Exercise requirements — Bring back every record exactly, except for the pictures, which stay out.

Listed records —
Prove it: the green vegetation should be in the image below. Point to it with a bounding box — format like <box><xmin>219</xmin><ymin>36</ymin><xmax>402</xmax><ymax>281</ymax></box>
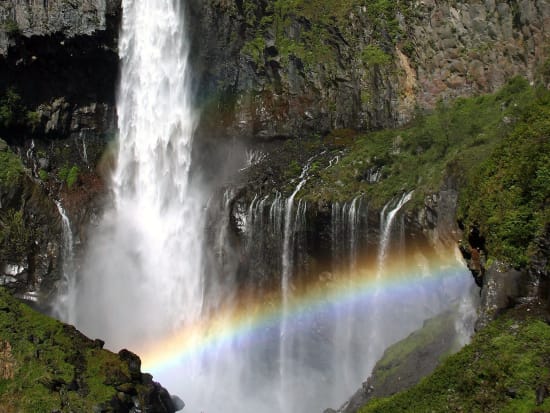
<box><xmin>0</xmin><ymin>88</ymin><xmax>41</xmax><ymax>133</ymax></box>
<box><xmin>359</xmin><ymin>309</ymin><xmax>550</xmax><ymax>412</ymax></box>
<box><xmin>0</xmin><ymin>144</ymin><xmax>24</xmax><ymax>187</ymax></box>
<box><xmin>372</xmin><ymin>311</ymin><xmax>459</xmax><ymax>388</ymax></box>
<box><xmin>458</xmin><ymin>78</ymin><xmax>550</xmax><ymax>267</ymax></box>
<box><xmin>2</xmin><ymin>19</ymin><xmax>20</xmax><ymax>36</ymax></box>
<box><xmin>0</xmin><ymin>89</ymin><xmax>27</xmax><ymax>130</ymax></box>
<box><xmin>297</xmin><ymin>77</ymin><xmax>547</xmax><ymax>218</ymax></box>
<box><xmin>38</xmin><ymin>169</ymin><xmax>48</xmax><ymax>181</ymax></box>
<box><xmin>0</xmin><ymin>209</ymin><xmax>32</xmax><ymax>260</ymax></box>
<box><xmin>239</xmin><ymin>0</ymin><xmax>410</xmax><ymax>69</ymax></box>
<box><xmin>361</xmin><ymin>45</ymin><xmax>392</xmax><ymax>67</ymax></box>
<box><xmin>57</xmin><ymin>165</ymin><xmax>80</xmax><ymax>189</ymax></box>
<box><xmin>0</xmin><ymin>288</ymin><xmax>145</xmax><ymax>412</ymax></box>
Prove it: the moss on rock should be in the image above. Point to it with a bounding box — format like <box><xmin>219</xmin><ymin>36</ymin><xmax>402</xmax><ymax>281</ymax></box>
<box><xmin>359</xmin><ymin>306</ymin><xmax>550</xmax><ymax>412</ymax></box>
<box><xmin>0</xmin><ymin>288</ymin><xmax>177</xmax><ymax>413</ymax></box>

Task result —
Prove it: the green vegetation should be in the image below. Point to it with a bounding box — format like <box><xmin>219</xmin><ymin>36</ymin><xmax>402</xmax><ymax>281</ymax></box>
<box><xmin>0</xmin><ymin>88</ymin><xmax>41</xmax><ymax>133</ymax></box>
<box><xmin>359</xmin><ymin>309</ymin><xmax>550</xmax><ymax>412</ymax></box>
<box><xmin>0</xmin><ymin>144</ymin><xmax>24</xmax><ymax>187</ymax></box>
<box><xmin>372</xmin><ymin>311</ymin><xmax>459</xmax><ymax>388</ymax></box>
<box><xmin>458</xmin><ymin>78</ymin><xmax>550</xmax><ymax>267</ymax></box>
<box><xmin>2</xmin><ymin>19</ymin><xmax>20</xmax><ymax>36</ymax></box>
<box><xmin>0</xmin><ymin>89</ymin><xmax>27</xmax><ymax>130</ymax></box>
<box><xmin>297</xmin><ymin>77</ymin><xmax>547</xmax><ymax>218</ymax></box>
<box><xmin>38</xmin><ymin>169</ymin><xmax>48</xmax><ymax>181</ymax></box>
<box><xmin>0</xmin><ymin>209</ymin><xmax>32</xmax><ymax>260</ymax></box>
<box><xmin>239</xmin><ymin>0</ymin><xmax>410</xmax><ymax>69</ymax></box>
<box><xmin>361</xmin><ymin>45</ymin><xmax>392</xmax><ymax>67</ymax></box>
<box><xmin>57</xmin><ymin>165</ymin><xmax>80</xmax><ymax>189</ymax></box>
<box><xmin>0</xmin><ymin>288</ymin><xmax>145</xmax><ymax>412</ymax></box>
Prove it: the moss on rock should be in the image above. Point to it with a bounding box — format like <box><xmin>219</xmin><ymin>36</ymin><xmax>402</xmax><ymax>281</ymax></box>
<box><xmin>359</xmin><ymin>306</ymin><xmax>550</xmax><ymax>412</ymax></box>
<box><xmin>0</xmin><ymin>288</ymin><xmax>177</xmax><ymax>413</ymax></box>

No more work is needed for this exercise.